### EXTRACTED TEXT

Staff Review by Chris Saliba
Paul Barry's brilliant Breaking News shows how the Murdoch media empire called the shots for a long time, installing prime ministers and taking down political foes, but reality and the truth eventually caught up with it. Essential reading for anyone interested in the power of media over democracy.
English born Paul Barry has made quite a career for himself as a journalist, author of books on key media figures and as presenter of ABC's Media Watch. His great skill is to distill a lot of information in an easily digestible and even entertaining fashion. He never seems to write a dull page. Breaking News is a perfect example of this: every page leaves you gobsmacked. There is so much scandal, abuse of power, illegality, irresponsibilty, arrogance and downright callousness within its pages that it leaves you reeling in disbelief.
Everyone knows about the News of the World hacking scandal and Rupert Murdoch's subsequent fronting at the Leverson inquiry to answer questions from British MPs. Breaking News establishes the story in a rather intriguing way. Firstly, it provides a speeded up history of Rupert Murdoch's business empire, with a biography of Rupert himself. The second part gives brief biographies of the three Murdoch children from Rupert's second marriage, Lachlan, Elizabeth and James. Lastly (and this forms the most substantial part of the book) the News of the World hacking scandal is chronicled in full.
The whole affair is, of course, a train wreck from start to finish, one that is still being played out in the courts. The amazing thing is the sheer arrogance of the journalists involved who thought nothing of breaking the law to get a good story and keep their masters happy. Barry does substantial primary research himself, and claims to have interviewed 100 people for the book. The culture that emerges within News Limited is one where it was assumed you could get yourself into all sorts of legal trouble and it didn't matter, because it was understood you'd be bailed out by the company. No one was under any illusion about what they were doing.
Perhaps worse than the horrible journalism, if you could call it that, were the close relationships built up between the tabloid editors, such as Rebekah Brooks and Andy Coulson, and British prime ministers. Apparently Rupert Murdoch thought that it was he who was running England, and he was perhaps in part right. The tales of Rebekah Brooks deciding to take it out on various British MPs with relentlessly aggressive media campaigns are sickening. As we all know, Andy Coulson went to work in Tony Blair's office after working for Murdoch. British political parties had to effectively govern jointly with Rupert Murdoch's News Limited. Get him offside and he'd use his newspapers to full effect to bring you down. As the book notes, The Sun had always picked election winners since the early seventies.

######
### MATERIAL PROVIDED

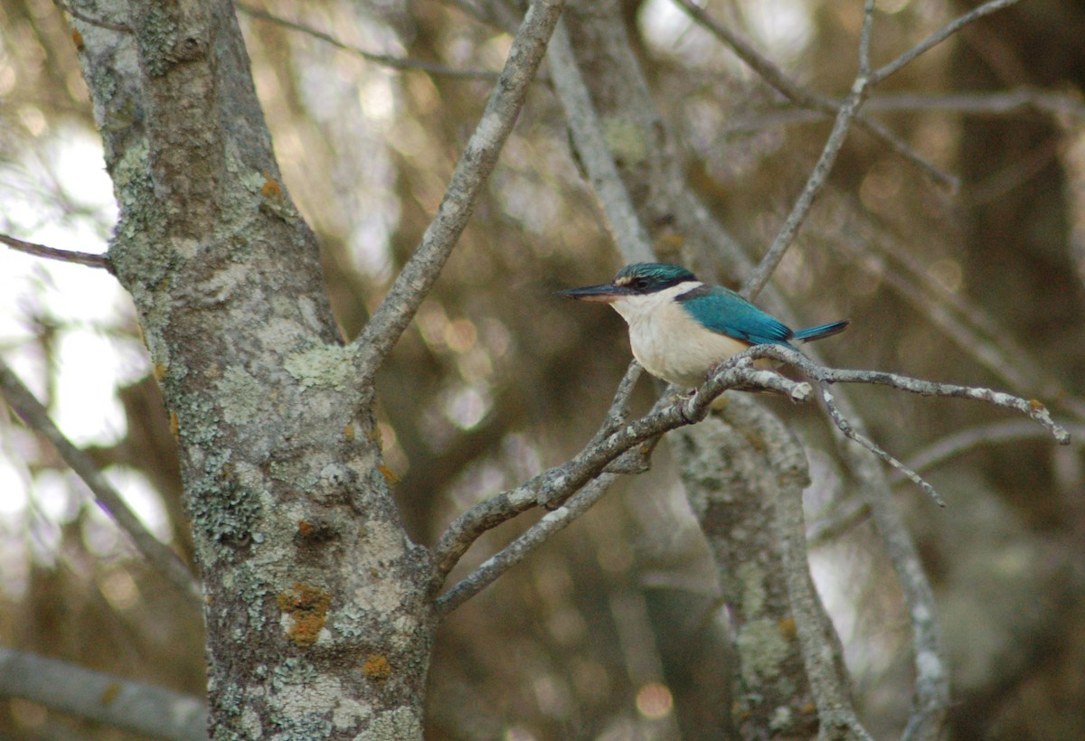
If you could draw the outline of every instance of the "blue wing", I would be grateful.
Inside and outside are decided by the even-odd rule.
[[[739,294],[718,285],[700,285],[676,298],[701,324],[751,345],[787,345],[794,333]]]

######

INSTRUCTIONS —
a – Translate this sentence from the review of Breaking News into Spanish: "Barry does substantial primary research himself, and claims to have interviewed 100 people for the book."
b – According to the review of Breaking News, which Murdoch children from Rupert's second marriage are given brief biographies in the book? Name each of them.

ANSWERS BELOW —
a – Barry realiza él mismo una considerable investigación primaria y afirma haber entrevistado a 100 personas para el libro.

b – Lachlan, Elizabeth and James